PROBLEM STATEMENT -> The required output is the line containing "Identify each instance of the orange wood" through the final line of the material below, printed exactly, with no other lines.

DATA FOR THIS TASK ->
▬▬▬▬▬▬

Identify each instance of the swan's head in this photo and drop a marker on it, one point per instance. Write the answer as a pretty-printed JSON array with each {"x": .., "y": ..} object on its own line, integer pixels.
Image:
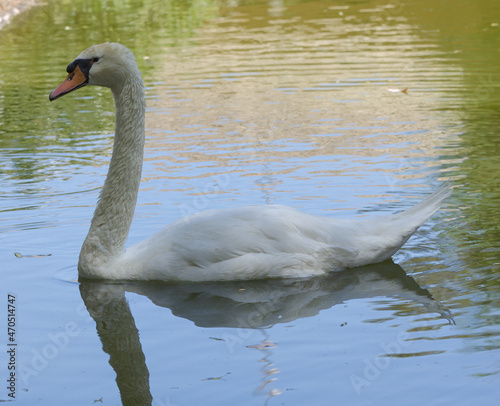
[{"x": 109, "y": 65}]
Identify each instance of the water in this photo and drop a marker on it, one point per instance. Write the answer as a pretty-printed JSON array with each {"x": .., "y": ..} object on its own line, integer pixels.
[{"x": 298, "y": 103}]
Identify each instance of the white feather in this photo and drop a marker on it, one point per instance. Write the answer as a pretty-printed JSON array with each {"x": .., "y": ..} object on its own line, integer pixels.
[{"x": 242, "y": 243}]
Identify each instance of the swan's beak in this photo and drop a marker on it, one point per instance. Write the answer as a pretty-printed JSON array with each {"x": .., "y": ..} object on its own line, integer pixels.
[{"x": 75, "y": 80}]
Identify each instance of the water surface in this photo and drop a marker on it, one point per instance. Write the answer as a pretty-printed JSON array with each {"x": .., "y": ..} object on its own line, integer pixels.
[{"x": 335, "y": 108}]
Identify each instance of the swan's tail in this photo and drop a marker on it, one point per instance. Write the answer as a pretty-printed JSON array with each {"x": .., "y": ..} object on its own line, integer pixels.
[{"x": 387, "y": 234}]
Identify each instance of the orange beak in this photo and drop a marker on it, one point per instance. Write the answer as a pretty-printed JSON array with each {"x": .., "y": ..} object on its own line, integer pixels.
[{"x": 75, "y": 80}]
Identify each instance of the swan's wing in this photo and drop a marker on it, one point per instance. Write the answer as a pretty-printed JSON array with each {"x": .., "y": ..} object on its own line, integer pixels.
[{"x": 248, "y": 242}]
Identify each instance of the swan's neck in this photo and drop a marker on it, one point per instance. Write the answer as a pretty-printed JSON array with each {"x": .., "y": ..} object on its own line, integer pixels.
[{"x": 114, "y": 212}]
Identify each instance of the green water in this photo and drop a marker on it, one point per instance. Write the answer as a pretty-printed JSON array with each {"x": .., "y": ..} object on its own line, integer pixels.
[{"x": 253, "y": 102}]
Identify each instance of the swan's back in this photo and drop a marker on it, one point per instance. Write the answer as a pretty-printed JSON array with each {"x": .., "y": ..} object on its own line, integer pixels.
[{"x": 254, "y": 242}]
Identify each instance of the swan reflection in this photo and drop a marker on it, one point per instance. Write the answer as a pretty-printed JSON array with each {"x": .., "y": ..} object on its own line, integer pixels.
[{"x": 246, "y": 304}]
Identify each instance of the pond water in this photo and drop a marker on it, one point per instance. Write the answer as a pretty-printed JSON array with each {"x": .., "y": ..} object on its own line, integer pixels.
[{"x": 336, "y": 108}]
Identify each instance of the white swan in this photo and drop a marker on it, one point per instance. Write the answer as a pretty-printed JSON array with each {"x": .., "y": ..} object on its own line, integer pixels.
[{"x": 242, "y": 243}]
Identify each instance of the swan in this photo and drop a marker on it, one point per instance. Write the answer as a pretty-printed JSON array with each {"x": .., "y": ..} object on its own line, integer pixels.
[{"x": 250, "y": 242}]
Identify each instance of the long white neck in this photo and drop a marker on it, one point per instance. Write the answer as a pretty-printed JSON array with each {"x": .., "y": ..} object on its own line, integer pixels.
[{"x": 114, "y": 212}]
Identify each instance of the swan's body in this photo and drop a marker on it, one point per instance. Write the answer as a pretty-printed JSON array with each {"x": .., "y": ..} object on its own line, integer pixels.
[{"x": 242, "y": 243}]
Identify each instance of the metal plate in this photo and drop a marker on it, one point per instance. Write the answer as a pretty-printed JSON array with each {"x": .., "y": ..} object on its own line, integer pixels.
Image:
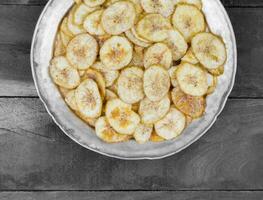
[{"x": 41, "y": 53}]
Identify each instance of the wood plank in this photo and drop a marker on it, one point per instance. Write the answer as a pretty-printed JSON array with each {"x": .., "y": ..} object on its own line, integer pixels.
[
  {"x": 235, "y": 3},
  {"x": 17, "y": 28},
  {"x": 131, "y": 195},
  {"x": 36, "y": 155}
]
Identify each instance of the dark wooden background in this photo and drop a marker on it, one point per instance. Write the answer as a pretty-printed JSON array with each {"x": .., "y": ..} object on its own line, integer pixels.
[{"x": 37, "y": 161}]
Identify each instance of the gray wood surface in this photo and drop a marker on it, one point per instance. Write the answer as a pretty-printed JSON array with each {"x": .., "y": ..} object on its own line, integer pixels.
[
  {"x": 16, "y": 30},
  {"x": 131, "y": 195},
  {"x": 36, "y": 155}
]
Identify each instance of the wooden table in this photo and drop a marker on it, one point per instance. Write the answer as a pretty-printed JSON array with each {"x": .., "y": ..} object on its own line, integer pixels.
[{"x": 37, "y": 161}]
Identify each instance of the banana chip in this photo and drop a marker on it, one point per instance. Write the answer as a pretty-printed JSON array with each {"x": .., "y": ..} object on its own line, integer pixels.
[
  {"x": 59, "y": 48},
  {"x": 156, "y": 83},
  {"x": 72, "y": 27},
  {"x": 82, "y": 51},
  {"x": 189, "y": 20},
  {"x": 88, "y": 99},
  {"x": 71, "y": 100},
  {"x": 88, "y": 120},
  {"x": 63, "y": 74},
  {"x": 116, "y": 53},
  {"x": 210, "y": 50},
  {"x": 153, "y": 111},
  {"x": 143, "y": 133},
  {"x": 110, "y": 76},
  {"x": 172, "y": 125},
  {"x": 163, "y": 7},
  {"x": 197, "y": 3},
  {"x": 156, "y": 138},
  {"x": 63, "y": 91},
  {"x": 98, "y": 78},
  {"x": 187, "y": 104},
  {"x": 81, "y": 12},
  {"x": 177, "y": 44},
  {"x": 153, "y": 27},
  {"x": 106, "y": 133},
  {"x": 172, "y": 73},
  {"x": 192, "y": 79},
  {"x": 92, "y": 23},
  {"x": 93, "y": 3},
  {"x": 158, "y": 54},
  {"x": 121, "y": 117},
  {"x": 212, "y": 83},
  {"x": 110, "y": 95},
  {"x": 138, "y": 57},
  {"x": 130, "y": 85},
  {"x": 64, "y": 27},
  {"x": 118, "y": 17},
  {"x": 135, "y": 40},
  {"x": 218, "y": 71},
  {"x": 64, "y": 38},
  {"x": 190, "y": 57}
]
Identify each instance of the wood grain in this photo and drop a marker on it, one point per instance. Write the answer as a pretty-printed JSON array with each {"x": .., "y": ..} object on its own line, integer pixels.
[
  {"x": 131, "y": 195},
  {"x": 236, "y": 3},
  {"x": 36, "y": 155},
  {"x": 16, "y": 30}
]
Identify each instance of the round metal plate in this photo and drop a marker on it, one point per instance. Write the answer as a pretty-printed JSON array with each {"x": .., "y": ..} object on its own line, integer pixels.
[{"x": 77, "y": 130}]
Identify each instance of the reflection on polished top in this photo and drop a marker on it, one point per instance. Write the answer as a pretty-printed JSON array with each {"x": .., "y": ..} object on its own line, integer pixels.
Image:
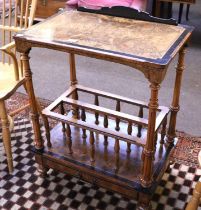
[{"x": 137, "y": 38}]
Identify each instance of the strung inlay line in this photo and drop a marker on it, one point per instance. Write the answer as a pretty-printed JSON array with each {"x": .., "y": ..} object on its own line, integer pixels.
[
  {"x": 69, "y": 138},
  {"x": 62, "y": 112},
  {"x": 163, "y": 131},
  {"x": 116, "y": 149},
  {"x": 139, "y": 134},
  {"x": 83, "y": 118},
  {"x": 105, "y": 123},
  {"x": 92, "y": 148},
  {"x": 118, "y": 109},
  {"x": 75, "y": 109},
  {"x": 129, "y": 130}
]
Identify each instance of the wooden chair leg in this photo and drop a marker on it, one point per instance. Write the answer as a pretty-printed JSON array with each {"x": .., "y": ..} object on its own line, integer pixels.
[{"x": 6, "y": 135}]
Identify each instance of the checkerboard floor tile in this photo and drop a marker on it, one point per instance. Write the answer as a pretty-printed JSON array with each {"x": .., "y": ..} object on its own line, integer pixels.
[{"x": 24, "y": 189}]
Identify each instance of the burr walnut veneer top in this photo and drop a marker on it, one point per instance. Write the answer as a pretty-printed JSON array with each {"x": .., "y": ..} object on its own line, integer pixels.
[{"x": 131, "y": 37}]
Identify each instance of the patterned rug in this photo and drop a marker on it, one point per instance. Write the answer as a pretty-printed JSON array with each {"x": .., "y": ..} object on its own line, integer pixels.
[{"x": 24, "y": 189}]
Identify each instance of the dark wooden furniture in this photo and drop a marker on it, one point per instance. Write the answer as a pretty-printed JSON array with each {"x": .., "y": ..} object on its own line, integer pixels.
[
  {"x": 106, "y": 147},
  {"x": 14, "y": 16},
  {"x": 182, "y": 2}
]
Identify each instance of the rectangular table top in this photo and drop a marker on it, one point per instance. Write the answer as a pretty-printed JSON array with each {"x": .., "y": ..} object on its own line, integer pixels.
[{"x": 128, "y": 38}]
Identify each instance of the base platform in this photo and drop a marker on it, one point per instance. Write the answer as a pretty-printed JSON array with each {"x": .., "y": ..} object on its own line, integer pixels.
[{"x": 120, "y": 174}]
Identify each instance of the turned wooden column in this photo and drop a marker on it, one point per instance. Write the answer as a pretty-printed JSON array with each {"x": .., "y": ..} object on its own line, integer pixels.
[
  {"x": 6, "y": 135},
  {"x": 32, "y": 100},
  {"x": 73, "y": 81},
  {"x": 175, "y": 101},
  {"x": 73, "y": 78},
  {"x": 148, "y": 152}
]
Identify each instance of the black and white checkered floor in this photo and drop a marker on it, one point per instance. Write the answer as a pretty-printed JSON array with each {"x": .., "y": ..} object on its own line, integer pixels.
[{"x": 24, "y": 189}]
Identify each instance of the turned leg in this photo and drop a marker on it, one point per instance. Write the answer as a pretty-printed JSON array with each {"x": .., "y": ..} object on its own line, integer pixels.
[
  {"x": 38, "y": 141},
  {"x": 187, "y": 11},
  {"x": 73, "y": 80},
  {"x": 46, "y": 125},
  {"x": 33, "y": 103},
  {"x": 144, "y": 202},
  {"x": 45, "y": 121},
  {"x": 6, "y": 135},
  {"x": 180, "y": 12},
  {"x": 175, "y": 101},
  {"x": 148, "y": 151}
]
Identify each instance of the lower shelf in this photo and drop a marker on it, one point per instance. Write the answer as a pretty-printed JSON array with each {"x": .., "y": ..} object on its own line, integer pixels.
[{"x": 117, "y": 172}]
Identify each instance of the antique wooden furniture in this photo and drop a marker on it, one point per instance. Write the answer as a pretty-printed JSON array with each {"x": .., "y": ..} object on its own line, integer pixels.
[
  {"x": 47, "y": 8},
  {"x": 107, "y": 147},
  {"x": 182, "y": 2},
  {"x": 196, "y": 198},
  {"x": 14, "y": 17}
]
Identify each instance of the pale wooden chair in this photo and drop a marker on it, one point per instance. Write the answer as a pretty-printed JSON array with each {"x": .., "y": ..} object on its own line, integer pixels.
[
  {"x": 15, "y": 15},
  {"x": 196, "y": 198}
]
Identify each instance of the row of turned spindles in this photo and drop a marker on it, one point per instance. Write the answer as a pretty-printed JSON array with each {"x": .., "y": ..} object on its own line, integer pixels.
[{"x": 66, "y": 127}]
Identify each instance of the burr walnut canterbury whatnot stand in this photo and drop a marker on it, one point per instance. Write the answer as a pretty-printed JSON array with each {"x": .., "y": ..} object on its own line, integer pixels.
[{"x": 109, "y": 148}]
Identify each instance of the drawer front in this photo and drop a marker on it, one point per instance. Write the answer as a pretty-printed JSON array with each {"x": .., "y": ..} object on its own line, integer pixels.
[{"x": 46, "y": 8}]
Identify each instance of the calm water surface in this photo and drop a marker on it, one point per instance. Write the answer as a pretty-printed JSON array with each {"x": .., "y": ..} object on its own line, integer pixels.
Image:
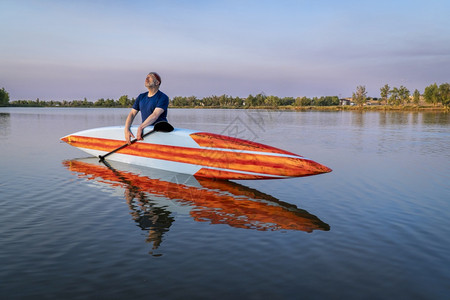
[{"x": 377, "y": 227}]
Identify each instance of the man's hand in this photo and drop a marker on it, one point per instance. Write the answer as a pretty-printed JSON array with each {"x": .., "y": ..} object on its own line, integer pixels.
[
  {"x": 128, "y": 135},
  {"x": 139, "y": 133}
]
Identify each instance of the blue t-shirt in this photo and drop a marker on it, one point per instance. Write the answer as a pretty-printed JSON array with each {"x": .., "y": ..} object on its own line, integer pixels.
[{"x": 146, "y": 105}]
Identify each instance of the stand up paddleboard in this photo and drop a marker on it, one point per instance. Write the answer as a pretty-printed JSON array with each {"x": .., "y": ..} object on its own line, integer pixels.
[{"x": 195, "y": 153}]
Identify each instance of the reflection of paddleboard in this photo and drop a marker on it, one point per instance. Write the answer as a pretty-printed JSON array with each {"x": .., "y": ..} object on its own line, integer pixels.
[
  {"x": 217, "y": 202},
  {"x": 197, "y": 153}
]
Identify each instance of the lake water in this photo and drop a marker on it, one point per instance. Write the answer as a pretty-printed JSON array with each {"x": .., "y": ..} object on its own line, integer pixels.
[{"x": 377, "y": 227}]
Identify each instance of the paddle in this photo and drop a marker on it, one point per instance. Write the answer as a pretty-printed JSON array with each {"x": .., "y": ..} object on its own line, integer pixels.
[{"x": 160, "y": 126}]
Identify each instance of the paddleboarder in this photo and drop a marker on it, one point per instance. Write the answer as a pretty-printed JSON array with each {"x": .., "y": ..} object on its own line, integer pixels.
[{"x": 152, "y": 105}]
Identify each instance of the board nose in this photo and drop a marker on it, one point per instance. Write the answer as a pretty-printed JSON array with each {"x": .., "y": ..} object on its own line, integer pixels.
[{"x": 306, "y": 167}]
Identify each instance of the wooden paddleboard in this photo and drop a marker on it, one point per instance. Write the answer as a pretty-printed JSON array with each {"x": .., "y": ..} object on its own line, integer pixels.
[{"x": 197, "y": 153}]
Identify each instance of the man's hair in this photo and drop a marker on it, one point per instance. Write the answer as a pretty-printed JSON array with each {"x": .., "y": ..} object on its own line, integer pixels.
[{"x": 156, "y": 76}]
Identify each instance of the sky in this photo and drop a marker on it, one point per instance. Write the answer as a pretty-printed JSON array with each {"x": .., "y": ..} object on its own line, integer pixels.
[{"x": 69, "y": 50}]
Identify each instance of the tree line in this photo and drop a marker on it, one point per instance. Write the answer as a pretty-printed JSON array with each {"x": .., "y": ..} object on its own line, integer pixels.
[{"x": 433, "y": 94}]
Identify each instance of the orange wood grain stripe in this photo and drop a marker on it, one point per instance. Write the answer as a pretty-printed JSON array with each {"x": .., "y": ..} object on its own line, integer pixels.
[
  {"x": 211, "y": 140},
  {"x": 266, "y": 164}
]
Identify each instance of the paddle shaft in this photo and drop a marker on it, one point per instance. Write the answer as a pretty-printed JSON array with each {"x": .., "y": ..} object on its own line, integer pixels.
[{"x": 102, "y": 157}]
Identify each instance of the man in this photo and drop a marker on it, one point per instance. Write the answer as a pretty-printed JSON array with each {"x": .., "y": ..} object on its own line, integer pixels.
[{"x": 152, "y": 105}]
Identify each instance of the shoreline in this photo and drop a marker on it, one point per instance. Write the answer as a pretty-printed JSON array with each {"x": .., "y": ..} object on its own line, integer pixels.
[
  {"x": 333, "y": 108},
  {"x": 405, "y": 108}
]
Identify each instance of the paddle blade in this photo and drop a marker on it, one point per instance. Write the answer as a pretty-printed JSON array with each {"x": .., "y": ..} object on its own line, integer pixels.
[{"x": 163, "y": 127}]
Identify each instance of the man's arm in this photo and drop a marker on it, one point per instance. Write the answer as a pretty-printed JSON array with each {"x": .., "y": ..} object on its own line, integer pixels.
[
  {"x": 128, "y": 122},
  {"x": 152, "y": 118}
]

▬▬▬▬▬▬

PROBLEM SOLUTION ->
Identify each instance of the orange wood grain stripe in this photo and drop a marker on it, one point per instance. Write the answer as a pretty-printed JSON array with each {"x": .., "y": ..} object on its own line, integer pixels.
[
  {"x": 211, "y": 140},
  {"x": 266, "y": 164}
]
Identify each instance of the paddle shaft in this photo and drop a marker on it, one point per instance. Write the answer as a pretty-printed JSON array with each {"x": .., "y": ..} object on its own line, integer pixels.
[{"x": 102, "y": 157}]
Identify each instance of the man in this photo and drop a marker on it, one point per instance. Write the answer as a pretty-printed JSON array with each {"x": .., "y": ..} object on its own line, integer pixels.
[{"x": 152, "y": 105}]
Identify each instance of the shoreline in this photo and drop a marker on it, one point per instance. Write the answer as a pretty-printed JSON array with each {"x": .., "y": ..} object on its own line, integer pixels.
[
  {"x": 333, "y": 108},
  {"x": 405, "y": 108}
]
Identify each instance of the paddle blade in this photo and drop a marker on it, one point per instance. Write the answer as a pretty-printed JSON array with each {"x": .., "y": ..} object on its own line, integer pixels.
[{"x": 163, "y": 127}]
Identify each instance of the man's arm in this photo and drop a marker on it, one point per instance. Write the answer as a pretty-printed JSON array with each {"x": .., "y": ..} object on its own line, integer pixels.
[
  {"x": 128, "y": 122},
  {"x": 152, "y": 118}
]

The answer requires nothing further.